**SHORT PROBLEM**
Continue the passage on Citre's auto-completion options, starting after the last line shown.

**SELECTION**
Some of the user options are already mentioned in the user manual and README. We'll explain some more useful ones here. These are still not all. For all user options, read the source code. They are in the "user options" sections in each source file.
Customize citre-completion-case-sensitive
to tweak the case sensitivity of
auto-completion.
Substring completion can be useful sometimes, especially when you don't remember the full name of a symbol, but can remember part of it. To use substring completion, you need to:
- Set
citre-capf-substr-completion
to non-nil. - Add
substring
or other suitable completion styles tocompletion-styles
.
I personally recommend the following scheme for auto-completion:
-
Use prefix completion with popup completion UI. This is much faster since readtags can perform binary search. We use popup completion when we know the symbol name, but want to save some typing or make sure we spell it correctly.
-
Use substring completion for the
completion-at-point
UI. This is for situations when we remember part of the name. We type the part we remember, and callcompletion-at-point
.
To separate these 2 use cases, we need to create a customized
completion-at-point
command, like this:
(defun my-completion-at-point ()
(interactive)
(let ((citre-capf-substr-completion t)
(completion-styles '(substring basic)))
(completion-at-point)))

**EXCERPTED DATA**
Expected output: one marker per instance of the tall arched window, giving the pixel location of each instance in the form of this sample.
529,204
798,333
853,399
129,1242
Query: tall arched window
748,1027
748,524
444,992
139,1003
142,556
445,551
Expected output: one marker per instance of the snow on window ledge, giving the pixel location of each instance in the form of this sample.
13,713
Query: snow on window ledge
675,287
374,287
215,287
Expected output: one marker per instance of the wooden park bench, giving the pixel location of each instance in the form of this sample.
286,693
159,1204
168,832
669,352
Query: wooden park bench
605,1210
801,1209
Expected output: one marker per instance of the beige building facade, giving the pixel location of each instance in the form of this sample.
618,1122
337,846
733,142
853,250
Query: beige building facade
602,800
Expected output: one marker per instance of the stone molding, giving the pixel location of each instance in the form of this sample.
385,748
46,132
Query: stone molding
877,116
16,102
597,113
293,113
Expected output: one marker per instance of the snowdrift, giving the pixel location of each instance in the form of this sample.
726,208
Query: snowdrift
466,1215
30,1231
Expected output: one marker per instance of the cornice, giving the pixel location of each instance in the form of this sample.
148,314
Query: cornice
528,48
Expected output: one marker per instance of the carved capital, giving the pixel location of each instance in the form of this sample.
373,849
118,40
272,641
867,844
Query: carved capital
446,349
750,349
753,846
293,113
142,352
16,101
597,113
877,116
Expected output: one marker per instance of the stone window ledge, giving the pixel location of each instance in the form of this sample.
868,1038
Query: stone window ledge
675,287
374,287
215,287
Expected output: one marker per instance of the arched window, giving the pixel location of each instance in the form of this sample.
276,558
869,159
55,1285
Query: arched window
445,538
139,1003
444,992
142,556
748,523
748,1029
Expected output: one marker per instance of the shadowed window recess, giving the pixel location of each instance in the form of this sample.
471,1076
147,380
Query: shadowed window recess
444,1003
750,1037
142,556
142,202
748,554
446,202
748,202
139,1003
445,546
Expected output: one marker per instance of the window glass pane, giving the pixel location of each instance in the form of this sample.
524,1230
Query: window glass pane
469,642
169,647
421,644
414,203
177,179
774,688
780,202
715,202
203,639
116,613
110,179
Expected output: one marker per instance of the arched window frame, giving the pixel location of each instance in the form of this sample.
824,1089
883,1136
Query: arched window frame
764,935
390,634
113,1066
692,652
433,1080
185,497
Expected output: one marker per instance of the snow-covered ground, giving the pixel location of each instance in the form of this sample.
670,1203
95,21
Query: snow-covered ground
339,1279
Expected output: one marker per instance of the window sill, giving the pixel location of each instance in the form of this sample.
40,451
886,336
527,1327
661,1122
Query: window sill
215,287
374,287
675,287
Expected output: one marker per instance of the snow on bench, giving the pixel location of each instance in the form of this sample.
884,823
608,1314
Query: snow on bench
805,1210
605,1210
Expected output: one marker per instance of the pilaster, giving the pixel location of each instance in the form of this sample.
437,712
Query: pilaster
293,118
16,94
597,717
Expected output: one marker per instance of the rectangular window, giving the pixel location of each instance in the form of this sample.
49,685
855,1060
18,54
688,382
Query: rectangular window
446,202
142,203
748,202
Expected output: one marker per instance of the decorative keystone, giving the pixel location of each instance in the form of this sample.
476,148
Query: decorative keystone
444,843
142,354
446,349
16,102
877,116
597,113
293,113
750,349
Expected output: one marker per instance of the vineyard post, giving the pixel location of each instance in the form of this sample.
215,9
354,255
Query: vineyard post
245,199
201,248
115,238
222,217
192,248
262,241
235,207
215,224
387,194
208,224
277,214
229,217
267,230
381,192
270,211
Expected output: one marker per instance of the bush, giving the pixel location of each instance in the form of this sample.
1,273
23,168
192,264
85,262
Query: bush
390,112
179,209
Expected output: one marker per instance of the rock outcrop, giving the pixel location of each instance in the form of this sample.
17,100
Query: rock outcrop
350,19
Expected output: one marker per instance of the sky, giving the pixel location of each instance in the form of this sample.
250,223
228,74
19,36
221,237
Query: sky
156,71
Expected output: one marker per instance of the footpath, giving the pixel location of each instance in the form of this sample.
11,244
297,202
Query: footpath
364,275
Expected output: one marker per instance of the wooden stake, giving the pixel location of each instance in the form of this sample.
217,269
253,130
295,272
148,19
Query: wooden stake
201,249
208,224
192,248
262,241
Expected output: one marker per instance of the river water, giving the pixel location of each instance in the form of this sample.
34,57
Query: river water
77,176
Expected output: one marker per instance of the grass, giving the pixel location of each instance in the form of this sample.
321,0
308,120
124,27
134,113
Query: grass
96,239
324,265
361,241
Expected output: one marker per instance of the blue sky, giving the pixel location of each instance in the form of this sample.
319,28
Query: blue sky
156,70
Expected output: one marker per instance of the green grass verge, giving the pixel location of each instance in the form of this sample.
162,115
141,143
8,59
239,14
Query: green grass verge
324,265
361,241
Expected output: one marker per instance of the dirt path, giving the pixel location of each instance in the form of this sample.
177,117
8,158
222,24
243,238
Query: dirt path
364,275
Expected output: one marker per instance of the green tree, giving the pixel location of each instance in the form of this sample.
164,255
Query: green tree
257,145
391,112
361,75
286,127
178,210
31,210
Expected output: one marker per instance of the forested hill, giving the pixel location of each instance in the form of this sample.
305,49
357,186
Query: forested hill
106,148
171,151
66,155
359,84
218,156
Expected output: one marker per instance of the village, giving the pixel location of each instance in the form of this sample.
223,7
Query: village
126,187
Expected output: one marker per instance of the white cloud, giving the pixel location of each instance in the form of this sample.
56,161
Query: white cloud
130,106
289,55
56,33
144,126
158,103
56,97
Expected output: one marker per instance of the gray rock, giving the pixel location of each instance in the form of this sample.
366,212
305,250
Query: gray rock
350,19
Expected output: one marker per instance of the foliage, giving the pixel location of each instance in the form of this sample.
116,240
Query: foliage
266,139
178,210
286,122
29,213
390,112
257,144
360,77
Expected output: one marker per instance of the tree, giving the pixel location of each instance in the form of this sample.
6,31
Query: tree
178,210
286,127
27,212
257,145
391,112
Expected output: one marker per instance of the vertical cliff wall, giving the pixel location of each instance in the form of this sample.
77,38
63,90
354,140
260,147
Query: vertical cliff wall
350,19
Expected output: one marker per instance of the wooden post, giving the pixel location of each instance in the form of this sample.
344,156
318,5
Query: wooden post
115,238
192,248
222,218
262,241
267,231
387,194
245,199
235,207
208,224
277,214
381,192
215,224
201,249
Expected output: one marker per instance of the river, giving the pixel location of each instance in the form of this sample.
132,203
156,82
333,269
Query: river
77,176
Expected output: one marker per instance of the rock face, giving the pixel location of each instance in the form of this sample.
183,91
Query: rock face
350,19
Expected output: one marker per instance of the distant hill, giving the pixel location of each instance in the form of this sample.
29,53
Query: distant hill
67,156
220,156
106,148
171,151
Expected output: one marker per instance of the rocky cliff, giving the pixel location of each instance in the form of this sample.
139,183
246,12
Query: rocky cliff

**ANSWER TO THIS EXERCISE**
If you need finer customization on the completion styles, you can customize
completion-category-overrides
for the category citre-completion
. For
example, you normally use substring
completion style, but you only want
prefix completion for Citre, you can do:
(add-to-list 'completion-category-overrides
'(citre (styles basic)))
Citre has a citre-capf-optimize-for-popup
option. You should keep it as
non-nil if you use popup completion UI. Read its docstring for details.
The hook citre-after-jump-hook
that runs after you jumping to the definition.
By default, it recenters the line and blink it. You can use your own function
here to do what you want.
One example is if you jump to a tag in an org file, the point may be in a folded region. Let's make it automatically unfolded:
(add-hook 'citre-after-jump-hook
(defun unfold-if-in-org-mode ()
(when (derived-mode-p 'org-mode)
(org-fold-show-context 'isearch))))
In citre-peek
and citre-jump
, the definition is shown as a string in the
following format:
kind/type@scope<R> /path/to/source/file(line): line content
This is self explanatory. The mark <R>
means the definition comes from a
reference tag. Some parts of it may be missing if it's not recorded in the tags
file (maybe ctags doesn't support it for the particular language, or some tags
just don't have a scope).
To tweak the display format, see these options:
citre-definition-annotation-separator
citre-definition-annotation-separator-for-scope
citre-definition-reference-mark
citre-definition-missing-file-mark
If the path of the tags is under current project, it's displayed using the
relative path to the project root. citre-project-root-function
is the
function used to detect project root, and you can customize it.
By default, citre-jump
uses the completing-read
UI. You can customize
citre-jump-select-definition-function
to use your own UI that picks a
definition out of a list of them. See its docstring.
When a tags file is large, running imenu
could be slow. In this situation,
Citre let Ctags scan the current file, and create a temporary tags file for it,
which should be faster. By default, we consider a tags file larger than 50 MiB
to be "large". You could customize citre-imenu-create-tags-file-threshold
to
change this behavior, see its docstring for details.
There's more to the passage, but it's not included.